(Rows from a box labeling dataset)
━━━━━━━━━━

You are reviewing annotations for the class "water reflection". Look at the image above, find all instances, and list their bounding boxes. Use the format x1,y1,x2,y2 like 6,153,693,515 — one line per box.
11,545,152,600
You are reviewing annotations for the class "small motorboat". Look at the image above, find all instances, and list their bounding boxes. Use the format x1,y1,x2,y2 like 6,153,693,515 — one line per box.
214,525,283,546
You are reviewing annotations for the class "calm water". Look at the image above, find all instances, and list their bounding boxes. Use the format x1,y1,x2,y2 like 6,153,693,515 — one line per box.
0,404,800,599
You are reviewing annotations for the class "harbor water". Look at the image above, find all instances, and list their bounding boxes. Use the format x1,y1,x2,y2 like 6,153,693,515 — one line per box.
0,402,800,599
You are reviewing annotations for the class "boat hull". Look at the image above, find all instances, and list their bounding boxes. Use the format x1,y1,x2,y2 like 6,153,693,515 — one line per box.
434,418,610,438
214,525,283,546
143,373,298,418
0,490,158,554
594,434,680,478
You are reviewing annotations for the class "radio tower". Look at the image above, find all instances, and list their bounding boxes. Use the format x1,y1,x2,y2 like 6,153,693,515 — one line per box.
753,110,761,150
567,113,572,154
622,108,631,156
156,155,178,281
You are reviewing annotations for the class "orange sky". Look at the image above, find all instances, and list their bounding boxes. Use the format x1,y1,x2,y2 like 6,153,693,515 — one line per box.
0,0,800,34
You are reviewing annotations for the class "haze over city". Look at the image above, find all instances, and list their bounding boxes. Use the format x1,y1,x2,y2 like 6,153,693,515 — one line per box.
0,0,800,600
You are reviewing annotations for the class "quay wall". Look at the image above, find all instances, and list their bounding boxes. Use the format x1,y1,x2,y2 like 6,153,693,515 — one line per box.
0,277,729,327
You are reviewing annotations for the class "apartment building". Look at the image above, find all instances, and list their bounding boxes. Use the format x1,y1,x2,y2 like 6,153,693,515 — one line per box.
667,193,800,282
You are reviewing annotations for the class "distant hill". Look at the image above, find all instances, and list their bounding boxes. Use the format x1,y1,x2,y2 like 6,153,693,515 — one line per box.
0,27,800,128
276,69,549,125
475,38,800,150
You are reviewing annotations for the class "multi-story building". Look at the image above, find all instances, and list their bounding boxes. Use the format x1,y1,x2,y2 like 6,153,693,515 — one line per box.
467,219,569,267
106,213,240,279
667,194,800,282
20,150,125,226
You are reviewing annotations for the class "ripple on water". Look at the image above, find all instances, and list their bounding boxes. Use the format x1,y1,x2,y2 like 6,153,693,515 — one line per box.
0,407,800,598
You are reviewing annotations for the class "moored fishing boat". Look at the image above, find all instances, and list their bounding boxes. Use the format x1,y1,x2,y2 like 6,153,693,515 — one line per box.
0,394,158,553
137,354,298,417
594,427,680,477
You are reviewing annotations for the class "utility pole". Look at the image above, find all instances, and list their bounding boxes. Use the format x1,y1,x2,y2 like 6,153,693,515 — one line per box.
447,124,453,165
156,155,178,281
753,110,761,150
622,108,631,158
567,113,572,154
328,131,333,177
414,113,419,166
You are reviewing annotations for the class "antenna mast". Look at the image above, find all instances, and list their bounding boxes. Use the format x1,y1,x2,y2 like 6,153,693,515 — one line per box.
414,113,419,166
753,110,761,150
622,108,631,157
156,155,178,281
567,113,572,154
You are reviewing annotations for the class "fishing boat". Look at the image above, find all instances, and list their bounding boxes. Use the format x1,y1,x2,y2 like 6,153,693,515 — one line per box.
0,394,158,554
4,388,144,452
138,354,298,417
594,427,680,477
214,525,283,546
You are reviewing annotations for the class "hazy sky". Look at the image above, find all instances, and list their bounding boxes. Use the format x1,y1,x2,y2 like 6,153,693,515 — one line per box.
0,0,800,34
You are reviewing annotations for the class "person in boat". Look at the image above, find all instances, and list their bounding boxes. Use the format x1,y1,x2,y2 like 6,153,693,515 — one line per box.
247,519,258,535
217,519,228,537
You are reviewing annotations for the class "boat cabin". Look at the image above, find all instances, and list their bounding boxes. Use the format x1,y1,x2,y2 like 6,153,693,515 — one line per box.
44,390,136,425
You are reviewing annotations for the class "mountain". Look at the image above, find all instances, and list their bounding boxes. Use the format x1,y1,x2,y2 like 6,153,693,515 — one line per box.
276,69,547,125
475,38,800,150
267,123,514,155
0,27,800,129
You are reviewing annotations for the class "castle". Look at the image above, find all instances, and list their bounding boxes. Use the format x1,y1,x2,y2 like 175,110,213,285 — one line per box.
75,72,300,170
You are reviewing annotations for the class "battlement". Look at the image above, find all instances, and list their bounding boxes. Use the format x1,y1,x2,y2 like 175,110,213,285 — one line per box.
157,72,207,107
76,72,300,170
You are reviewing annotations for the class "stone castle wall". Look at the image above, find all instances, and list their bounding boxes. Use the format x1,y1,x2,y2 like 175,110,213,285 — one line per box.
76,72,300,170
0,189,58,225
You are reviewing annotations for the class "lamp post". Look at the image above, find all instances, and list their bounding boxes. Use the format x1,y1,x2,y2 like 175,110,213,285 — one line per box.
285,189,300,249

━━━━━━━━━━

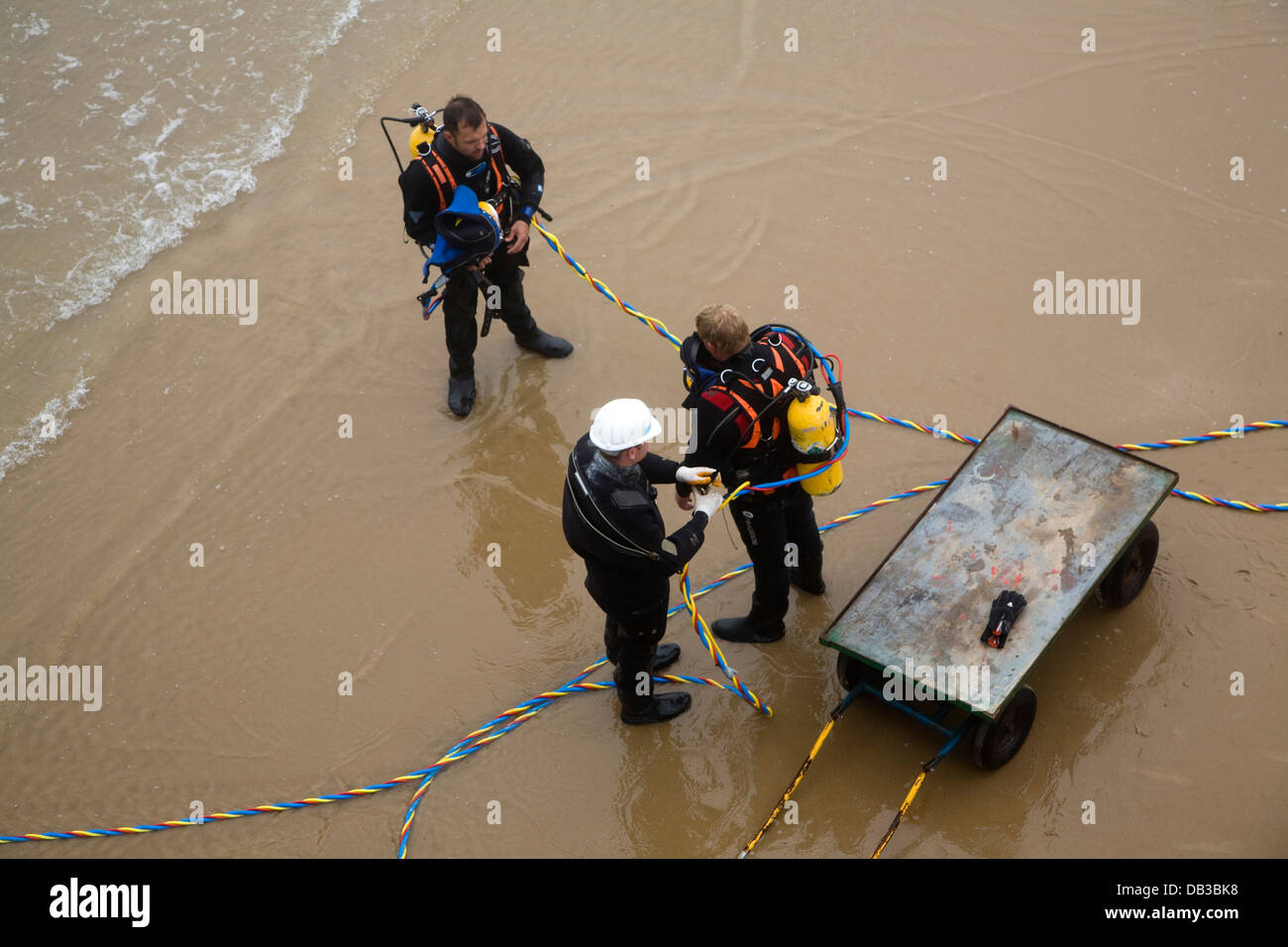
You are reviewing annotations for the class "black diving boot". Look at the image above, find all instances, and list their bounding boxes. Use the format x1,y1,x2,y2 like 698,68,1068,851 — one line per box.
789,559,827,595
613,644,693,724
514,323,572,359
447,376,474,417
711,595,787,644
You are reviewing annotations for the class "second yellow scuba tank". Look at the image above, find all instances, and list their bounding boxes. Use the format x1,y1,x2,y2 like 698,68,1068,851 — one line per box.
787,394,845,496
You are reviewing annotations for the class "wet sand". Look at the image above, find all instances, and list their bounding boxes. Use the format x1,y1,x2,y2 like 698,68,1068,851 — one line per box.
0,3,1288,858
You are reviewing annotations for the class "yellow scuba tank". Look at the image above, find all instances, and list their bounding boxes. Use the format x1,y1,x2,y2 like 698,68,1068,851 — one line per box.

━━━━━━━━━━

== Required work ==
Please extract every line of the data above that contains the string "hull", matching case exactly.

== The response ==
You are reviewing annotations for the class "boat hull". Look at the image above, find all instances, and list their bounding boxes. Use the format x1,y1,x2,y2 like 6,153,693,515 — one line per box.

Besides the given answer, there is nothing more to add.